*WHAT THE EXERCISE ASKS*: In the rows below, copy out the lines from the one containing "For every instance of the laptop" through the one containing "For every instance of the wooden floor plank", including both of those lines.

Excerpts from a location annotation dataset
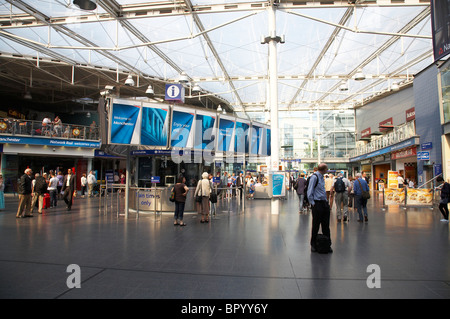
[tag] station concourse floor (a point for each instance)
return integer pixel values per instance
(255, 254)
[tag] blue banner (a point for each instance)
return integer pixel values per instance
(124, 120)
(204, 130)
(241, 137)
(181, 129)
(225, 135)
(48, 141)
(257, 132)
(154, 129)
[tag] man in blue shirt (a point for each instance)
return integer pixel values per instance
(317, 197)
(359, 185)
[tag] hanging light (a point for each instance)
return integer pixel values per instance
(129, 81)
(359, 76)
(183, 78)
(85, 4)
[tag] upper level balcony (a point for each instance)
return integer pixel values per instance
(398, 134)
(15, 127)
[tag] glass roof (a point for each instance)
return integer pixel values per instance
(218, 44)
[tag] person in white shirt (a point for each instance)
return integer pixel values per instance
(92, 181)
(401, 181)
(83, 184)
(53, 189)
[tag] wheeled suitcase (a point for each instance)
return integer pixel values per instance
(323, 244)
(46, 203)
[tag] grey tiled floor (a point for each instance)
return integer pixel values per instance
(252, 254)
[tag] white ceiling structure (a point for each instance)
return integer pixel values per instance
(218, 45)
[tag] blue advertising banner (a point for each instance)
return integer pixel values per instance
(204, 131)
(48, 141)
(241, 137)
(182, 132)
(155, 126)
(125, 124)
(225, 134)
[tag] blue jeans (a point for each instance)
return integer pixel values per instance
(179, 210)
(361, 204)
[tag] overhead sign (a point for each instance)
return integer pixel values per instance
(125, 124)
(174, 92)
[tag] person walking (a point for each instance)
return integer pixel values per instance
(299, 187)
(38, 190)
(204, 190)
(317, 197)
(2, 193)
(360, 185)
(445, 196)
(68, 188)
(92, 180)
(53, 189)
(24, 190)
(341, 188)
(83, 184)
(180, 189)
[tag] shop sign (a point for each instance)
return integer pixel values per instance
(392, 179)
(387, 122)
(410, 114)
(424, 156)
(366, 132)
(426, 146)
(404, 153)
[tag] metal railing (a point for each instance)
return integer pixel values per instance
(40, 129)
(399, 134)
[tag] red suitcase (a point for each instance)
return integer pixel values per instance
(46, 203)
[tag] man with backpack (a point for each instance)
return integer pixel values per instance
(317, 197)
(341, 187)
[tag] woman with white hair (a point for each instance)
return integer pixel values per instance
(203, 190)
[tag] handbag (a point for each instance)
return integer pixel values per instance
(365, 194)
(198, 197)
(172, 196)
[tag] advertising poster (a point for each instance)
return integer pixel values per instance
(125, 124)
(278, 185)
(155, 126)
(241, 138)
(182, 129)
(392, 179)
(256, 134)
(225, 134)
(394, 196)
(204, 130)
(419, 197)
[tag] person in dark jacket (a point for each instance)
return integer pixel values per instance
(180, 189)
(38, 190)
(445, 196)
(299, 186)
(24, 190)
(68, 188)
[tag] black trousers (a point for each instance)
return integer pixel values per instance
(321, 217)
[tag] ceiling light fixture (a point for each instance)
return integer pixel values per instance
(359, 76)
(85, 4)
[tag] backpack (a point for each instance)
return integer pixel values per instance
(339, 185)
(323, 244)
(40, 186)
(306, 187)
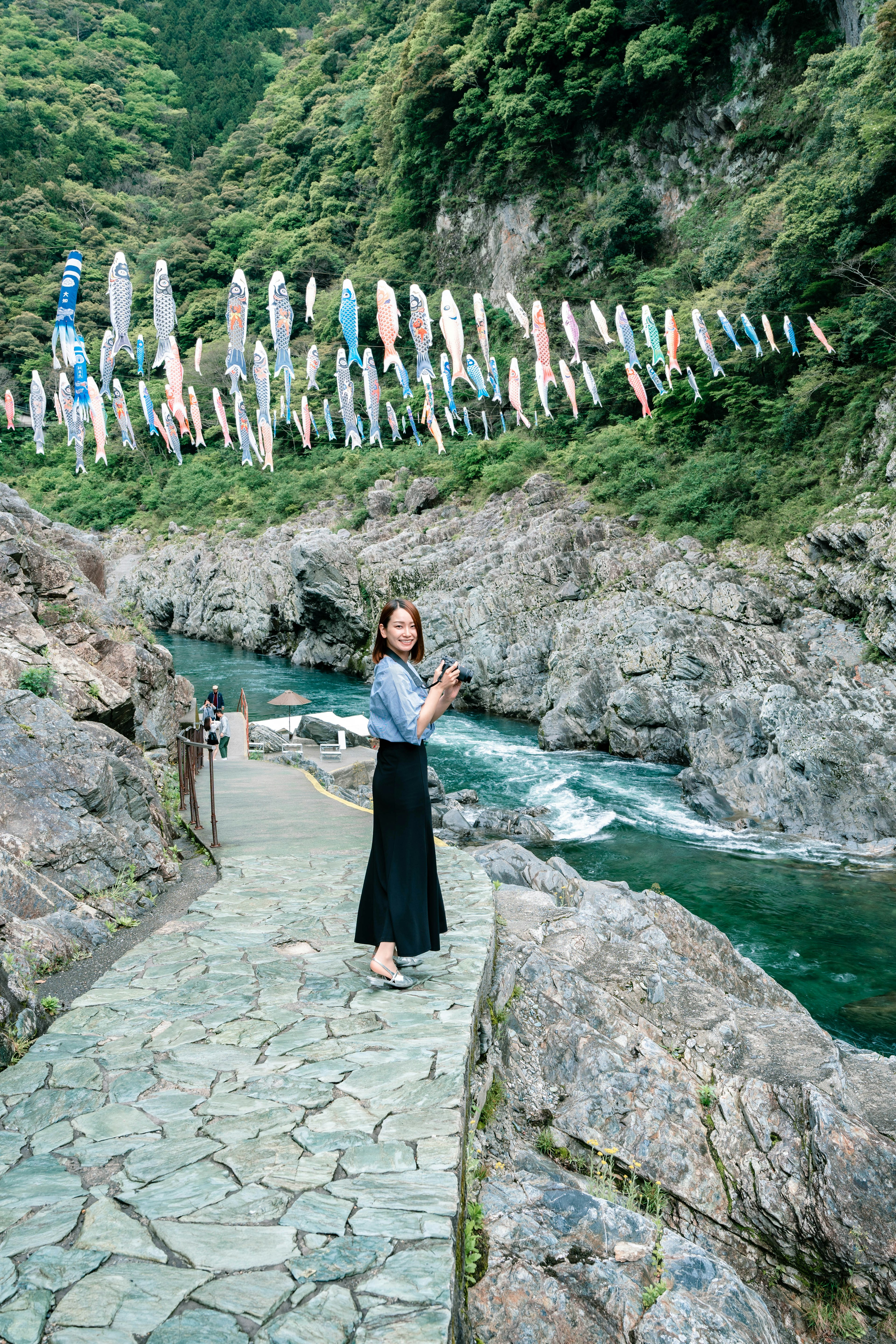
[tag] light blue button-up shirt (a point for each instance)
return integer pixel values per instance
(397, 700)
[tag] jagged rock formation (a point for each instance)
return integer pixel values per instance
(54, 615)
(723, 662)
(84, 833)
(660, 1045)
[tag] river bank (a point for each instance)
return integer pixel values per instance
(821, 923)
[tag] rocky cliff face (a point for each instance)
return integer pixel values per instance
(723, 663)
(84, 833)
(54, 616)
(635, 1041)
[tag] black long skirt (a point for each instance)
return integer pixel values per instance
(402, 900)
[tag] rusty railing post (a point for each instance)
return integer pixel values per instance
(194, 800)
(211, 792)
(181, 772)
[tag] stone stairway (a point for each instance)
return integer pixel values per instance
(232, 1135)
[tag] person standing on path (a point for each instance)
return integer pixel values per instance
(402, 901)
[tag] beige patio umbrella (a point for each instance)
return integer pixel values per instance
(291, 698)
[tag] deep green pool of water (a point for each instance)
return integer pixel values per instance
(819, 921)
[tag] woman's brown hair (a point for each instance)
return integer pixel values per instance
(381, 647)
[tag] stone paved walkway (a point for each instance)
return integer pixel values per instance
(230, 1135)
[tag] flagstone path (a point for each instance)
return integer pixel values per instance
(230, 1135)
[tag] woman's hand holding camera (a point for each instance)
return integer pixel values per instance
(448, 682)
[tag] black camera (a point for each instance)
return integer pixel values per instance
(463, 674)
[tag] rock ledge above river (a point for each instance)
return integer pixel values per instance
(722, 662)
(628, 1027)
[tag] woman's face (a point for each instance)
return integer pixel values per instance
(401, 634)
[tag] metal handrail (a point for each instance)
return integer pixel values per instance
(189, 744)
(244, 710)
* * *
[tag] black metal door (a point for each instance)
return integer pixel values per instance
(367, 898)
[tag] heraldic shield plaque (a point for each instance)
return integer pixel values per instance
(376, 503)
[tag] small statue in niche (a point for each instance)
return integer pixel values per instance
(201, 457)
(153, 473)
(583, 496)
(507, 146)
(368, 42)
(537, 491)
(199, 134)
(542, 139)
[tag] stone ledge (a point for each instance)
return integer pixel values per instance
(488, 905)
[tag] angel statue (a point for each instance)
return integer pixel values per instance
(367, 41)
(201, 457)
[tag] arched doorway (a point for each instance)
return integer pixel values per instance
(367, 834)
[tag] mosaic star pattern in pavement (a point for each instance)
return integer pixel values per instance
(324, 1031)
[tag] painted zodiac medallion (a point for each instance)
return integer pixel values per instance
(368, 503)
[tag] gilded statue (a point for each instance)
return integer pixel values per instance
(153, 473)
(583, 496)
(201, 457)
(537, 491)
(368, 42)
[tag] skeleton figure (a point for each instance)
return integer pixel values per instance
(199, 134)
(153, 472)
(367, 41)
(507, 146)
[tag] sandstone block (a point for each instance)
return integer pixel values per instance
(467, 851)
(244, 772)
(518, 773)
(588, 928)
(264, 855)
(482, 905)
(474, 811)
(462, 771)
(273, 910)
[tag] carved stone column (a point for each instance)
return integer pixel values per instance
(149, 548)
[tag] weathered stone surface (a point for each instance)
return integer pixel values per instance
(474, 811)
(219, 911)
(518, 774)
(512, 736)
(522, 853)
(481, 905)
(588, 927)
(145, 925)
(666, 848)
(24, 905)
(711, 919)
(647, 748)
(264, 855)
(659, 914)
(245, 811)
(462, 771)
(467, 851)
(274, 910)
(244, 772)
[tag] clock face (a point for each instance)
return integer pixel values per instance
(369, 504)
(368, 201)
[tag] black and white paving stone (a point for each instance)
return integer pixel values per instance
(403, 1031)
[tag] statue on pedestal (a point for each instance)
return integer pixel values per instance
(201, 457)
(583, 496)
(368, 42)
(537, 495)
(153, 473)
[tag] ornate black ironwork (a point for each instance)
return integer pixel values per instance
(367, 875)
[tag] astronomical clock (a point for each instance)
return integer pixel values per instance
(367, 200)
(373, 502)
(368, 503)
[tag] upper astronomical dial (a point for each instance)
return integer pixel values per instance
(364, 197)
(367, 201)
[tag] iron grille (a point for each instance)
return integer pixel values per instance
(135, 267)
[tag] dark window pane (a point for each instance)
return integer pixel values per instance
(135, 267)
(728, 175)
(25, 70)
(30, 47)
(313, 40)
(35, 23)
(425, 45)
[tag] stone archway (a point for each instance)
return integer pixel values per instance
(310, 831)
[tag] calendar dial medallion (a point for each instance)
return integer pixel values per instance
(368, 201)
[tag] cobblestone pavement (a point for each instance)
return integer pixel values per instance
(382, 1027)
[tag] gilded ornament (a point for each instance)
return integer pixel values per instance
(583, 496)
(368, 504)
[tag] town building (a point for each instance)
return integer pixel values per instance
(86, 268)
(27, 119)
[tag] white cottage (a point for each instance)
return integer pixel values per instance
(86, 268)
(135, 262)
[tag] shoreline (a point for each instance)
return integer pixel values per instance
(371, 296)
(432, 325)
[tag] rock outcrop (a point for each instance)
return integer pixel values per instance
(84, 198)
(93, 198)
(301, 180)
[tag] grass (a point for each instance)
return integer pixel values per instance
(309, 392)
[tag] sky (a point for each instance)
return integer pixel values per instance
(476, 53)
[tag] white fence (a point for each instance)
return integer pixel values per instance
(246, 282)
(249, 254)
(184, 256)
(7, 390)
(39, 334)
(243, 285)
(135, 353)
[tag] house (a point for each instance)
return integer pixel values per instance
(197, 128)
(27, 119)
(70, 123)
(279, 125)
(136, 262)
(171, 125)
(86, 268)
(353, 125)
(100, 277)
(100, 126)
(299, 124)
---
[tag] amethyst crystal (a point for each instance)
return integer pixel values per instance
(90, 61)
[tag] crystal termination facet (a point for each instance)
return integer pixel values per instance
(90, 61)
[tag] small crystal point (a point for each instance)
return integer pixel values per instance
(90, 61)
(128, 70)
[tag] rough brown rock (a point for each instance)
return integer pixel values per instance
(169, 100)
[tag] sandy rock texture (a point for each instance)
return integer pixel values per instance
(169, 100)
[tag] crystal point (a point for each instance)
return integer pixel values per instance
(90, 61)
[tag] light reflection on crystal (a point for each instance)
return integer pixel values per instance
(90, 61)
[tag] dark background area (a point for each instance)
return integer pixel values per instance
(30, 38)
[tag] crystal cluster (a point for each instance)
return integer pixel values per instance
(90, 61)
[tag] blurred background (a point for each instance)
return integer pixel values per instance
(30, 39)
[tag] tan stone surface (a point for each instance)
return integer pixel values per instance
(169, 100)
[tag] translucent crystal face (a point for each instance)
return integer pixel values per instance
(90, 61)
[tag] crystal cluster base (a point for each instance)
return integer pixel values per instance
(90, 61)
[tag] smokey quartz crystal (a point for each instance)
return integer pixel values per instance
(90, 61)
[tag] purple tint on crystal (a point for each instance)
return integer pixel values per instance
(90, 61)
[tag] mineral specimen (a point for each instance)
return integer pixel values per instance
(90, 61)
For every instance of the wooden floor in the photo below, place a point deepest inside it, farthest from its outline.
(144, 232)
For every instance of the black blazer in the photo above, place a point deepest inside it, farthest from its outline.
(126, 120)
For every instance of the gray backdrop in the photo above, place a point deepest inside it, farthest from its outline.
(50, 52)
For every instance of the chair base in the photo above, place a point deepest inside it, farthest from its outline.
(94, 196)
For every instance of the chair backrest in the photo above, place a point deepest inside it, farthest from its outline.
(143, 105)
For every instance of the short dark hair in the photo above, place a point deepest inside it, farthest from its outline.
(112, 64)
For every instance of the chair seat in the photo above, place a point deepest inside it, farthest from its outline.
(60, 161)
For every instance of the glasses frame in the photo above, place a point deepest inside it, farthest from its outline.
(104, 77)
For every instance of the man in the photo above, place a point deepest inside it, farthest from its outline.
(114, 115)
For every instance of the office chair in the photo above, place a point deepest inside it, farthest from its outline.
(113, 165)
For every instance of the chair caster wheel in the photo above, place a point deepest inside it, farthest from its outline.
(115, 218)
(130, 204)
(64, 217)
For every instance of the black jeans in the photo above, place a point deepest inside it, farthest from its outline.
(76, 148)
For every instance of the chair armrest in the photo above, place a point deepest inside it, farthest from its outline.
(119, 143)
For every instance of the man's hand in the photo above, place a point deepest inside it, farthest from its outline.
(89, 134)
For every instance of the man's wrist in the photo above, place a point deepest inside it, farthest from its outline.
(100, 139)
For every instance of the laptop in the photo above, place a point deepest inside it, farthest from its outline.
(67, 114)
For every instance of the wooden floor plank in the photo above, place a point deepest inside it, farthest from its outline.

*TASK SOLUTION*:
For every instance of the laptop in the photo above, place a point deepest inside it, farthest from its outline.
(67, 114)
For every instance of the wooden floor plank in the photo above, place a point deepest inside it, farthest from its outline.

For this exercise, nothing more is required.